Excerpted passage Start Marker

Royal Opera House: Anna Nicole

Anna Nicole: High Tabloid Tragedy

Jason Victor Serinus on September 26, 2011
Royal Opera House: Anna Nicole
Royal Opera House: Anna Nicole

When Mark-Anthony Turnage’s opera Anna Nicole, to a libretto by Richard Thomas, premiered at the Royal Opera House Covent Garden last February, the entire opera world was watching. Watching more than listening, perhaps, given the sex-sational nature of the subject matter, a prurient sojourn into the land of post-Salome operatic titillation.

While the opera is still warm in the can, so to speak, Opus Arte’s Royal Opera House imprint has issued it on DVD and Blu-ray. The advisory warning on the back cover, which states “Contains explicit language and scenes of a sexual nature,” only begins to tell the tale. But that tale is equally spiced with sex, exploitation, and tragedy, all hyped to operatic levels, of course — as if it were possible to hype Anna Nicole Smith’s 40 years on planet Earth anymore than she did herself.

For readers like me, who don’t follow the comings and goings of media-manufactured celebrities of little substance, Anna Nicole Smith, Playboy’s 1993 Playmate of the Year, was born in 1967 in Texas. Thanks to silicone breast implants, the former Wal-Mart employee and waitress moved on from her work as a stripper and lap dancer to glamour girl.

The Act 1 scene in the plastic surgeon's office, with four miserable, modestly endowed women praying that big breasts will cure all their ills, is more than worth the price of admission. So are all the other over-the-top scenes (which means almost everything in the first act). For a hint, check out the "Featured Video" that accompanies this review.

Featured Video

Anna Nicole was married in 1994, at age 26, to an 89-year-old oil tycoon, J. Howard Marshall II. Marshall’s death 13 months later began a decade-long fight over who would inherit his money. That painful decade culminated first in the drug-induced death of Smith’s beloved son, Danny, and then the drugged-out death of Smith herself. (In the opera’s second act you’ll hear the names of more drugs than you knew existed.) In between came weight gain and loss, an infant daughter whose fathership was hotly contested, and more media appearances.

Excerpted passage End Marker

**Exercise prompt**
Reproduce word for word the stretch of the opera review from "Anna Nicole: High" through "post-Salome operatic titillation.". The data after this point has nothing to do with the opera review.

Entries supplied Start Marker

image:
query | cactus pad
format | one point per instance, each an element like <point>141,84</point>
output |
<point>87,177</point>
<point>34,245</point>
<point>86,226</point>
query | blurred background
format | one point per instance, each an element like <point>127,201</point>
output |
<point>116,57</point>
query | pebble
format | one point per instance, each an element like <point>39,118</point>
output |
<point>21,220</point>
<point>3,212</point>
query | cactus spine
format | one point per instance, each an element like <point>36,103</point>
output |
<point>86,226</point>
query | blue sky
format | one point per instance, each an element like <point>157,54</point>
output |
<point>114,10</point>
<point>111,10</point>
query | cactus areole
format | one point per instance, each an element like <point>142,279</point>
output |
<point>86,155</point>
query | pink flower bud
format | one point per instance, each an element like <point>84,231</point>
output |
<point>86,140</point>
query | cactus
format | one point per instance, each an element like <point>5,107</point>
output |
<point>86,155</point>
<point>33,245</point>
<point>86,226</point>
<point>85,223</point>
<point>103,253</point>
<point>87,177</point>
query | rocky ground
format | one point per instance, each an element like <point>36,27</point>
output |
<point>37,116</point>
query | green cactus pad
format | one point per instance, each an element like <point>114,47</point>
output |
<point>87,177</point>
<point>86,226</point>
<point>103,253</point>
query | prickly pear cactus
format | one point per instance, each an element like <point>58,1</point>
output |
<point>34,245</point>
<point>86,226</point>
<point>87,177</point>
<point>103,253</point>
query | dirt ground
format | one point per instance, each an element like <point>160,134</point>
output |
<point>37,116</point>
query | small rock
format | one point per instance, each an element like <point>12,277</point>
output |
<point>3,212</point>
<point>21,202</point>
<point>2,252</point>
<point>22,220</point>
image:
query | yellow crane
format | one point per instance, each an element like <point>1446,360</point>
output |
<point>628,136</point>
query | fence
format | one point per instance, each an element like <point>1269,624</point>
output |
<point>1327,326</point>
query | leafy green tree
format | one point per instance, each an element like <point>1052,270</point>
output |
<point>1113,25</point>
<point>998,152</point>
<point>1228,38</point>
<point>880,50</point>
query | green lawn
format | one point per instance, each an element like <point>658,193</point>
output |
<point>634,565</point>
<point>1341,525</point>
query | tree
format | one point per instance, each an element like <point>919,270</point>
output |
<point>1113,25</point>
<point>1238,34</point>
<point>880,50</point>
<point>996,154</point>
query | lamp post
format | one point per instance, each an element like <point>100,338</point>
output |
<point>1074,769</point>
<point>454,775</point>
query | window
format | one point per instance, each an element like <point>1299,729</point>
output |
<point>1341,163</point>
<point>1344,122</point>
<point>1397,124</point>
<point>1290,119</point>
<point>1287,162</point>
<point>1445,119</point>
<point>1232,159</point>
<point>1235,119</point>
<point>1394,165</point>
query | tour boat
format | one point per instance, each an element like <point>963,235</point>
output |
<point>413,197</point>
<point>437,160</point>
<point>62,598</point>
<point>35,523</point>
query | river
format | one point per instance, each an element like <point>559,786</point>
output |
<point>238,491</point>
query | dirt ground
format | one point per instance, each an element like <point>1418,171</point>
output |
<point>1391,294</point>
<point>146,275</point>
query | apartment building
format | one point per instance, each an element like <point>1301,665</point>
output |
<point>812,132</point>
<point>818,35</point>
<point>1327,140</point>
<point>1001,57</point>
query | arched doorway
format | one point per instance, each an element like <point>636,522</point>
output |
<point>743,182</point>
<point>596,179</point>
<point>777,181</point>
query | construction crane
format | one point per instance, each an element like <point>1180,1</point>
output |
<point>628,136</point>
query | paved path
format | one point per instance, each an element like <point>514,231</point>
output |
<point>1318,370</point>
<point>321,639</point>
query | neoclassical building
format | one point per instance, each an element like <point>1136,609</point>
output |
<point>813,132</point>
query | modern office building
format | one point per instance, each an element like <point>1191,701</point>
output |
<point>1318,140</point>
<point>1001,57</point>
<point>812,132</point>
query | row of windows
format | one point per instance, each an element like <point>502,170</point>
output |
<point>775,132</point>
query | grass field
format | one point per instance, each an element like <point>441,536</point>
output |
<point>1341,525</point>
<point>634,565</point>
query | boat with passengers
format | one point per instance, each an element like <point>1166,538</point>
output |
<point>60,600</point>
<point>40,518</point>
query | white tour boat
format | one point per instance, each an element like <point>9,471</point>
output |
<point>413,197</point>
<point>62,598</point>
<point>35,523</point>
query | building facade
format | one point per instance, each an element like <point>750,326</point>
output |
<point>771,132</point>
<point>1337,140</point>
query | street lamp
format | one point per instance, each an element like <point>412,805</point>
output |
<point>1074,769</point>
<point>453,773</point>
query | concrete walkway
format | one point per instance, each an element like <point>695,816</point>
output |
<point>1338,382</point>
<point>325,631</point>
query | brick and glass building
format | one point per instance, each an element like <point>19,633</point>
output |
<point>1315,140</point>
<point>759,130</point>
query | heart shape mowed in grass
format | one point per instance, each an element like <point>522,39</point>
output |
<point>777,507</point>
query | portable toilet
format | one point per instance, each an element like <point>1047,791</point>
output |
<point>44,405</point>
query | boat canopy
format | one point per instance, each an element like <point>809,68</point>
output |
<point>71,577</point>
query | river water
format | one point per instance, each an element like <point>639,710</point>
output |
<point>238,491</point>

Entries supplied End Marker

**Exercise output**
Anna Nicole: High Tabloid Tragedy

Jason Victor Serinus on September 26, 2011
Royal Opera House: Anna Nicole
Royal Opera House: Anna Nicole

When Mark-Anthony Turnage’s opera Anna Nicole, to a libretto by Richard Thomas, premiered at the Royal Opera House Covent Garden last February, the entire opera world was watching. Watching more than listening, perhaps, given the sex-sational nature of the subject matter, a prurient sojourn into the land of post-Salome operatic titillation.